** start **

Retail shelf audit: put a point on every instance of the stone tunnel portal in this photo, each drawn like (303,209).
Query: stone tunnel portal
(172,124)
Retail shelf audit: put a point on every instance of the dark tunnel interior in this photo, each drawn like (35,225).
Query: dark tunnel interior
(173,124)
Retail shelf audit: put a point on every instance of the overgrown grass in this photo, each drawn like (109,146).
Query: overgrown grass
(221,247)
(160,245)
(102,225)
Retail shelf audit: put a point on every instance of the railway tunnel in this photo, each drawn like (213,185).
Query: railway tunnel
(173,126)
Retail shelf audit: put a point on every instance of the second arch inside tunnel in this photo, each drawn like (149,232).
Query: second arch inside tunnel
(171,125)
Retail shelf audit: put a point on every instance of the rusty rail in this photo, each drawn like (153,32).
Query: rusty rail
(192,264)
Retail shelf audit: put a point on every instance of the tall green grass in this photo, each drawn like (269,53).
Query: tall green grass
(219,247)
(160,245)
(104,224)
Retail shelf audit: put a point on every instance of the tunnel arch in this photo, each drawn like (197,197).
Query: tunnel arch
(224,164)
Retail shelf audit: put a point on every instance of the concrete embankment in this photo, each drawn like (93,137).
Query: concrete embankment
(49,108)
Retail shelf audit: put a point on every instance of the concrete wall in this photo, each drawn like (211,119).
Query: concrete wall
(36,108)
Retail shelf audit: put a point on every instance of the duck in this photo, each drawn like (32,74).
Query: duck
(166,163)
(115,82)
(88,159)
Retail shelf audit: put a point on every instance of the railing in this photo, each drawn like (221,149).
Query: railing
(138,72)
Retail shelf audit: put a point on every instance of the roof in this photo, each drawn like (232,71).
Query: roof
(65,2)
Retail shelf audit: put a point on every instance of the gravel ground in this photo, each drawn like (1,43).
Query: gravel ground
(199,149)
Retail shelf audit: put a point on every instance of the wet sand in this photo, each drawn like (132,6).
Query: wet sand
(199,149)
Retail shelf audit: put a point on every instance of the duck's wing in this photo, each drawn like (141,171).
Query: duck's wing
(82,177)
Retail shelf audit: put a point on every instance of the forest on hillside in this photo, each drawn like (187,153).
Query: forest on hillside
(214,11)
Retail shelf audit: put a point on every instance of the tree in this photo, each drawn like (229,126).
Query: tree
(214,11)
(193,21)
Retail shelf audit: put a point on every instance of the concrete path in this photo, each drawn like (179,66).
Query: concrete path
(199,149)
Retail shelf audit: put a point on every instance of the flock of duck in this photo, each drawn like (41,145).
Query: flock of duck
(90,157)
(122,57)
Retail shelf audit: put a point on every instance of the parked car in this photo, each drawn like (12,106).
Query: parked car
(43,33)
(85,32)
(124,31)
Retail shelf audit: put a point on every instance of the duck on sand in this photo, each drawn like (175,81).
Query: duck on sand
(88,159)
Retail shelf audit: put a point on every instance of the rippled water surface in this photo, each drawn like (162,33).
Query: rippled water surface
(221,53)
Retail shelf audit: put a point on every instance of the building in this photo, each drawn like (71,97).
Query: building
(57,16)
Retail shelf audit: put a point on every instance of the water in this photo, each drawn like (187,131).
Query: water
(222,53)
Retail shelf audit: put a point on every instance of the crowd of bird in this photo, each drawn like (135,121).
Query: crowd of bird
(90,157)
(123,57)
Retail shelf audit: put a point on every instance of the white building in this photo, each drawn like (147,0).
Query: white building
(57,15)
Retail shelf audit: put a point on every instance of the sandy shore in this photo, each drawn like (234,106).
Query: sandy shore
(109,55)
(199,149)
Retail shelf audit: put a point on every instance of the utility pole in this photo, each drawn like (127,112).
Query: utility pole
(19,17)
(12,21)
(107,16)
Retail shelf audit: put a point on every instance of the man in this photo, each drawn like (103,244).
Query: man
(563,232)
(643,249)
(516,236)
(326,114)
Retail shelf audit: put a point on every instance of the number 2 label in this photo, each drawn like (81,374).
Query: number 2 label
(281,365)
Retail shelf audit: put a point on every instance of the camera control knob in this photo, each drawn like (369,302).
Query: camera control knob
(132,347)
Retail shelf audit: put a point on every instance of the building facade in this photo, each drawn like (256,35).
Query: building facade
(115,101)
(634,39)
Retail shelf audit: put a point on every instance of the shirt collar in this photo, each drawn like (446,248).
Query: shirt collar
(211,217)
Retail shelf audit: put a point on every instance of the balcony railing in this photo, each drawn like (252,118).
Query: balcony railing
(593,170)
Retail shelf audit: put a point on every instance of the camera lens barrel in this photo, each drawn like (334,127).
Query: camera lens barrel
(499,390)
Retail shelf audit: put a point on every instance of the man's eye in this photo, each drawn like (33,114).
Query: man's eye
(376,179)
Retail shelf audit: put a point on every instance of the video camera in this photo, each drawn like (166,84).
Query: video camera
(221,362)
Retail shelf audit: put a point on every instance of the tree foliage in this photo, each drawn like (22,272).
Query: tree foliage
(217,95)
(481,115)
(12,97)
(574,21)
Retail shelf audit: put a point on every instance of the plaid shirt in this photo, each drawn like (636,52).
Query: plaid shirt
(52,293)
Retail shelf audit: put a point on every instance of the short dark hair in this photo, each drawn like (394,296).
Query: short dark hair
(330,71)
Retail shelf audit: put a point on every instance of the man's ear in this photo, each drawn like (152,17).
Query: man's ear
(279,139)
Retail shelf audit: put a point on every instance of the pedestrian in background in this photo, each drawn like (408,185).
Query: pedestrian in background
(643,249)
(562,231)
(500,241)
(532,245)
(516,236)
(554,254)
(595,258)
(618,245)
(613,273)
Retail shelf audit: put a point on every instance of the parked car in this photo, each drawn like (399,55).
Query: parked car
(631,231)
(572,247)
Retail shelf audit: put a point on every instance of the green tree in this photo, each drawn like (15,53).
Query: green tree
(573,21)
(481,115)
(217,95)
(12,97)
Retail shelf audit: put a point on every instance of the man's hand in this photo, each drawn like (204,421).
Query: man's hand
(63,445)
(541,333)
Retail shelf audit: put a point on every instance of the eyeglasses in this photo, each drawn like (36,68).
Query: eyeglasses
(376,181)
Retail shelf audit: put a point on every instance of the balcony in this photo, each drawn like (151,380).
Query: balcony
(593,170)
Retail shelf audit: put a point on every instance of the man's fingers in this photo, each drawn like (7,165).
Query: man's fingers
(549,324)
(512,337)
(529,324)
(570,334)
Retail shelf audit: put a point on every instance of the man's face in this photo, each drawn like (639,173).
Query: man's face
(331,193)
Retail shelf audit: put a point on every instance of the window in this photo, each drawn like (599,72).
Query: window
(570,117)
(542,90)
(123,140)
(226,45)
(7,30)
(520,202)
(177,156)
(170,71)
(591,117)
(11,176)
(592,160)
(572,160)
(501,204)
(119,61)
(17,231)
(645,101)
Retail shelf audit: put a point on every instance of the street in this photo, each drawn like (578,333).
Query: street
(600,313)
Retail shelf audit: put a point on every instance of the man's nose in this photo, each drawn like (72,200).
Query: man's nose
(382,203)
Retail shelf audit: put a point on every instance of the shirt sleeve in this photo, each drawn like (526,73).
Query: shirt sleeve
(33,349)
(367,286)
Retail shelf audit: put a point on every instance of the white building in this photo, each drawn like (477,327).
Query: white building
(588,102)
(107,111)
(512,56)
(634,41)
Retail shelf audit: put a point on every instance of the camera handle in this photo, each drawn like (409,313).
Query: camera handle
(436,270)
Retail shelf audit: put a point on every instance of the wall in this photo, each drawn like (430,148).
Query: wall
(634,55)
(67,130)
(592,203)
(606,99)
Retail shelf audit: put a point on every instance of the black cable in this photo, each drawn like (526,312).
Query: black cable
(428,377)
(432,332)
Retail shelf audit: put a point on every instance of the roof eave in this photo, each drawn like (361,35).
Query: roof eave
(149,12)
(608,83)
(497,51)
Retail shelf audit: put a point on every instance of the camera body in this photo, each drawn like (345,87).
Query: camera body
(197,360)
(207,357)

** end **

• _THE REQUEST_: Only the lines from the one containing "drawn like (578,333)." through the end of the material should be reproduced, exactly, with both ends included.

• _SOLUTION BELOW_:
Retail shelf audit: put a point on every instance of the street in this photo, each drawn like (578,333).
Query: street
(600,313)
Retail shelf audit: put a point on every instance of the man's nose in this photo, each drawn like (72,200).
Query: man's nose
(382,203)
Retail shelf audit: put a point on every instance of the shirt sleeve in this photo, each drawn like (526,73).
Query: shirt sleeve
(33,349)
(367,286)
Retail shelf audit: put a point on every instance of the white building in this photo, each drawn like (477,327).
Query: white building
(588,102)
(107,111)
(512,56)
(634,41)
Retail shelf audit: put a point on every instance of the camera handle in this photo, each drawn like (409,313).
Query: camera handle
(436,270)
Retail shelf audit: put a point on every instance of the wall in this photo, each drawn like (430,148).
Query: wall
(634,55)
(67,130)
(592,203)
(606,99)
Retail shelf audit: put a point on every instance of the black cable in this photo, each drawn like (526,312).
Query: black cable
(428,377)
(432,332)
Retail shelf audit: put a point on every instance of the roof eave in this photo, each drawn like (361,35).
Query: roof eave
(149,12)
(608,83)
(497,51)
Retail shelf audit: put a point on every instance of the camera body in this photo, each drawn like (345,87).
Query: camera body
(197,360)
(207,357)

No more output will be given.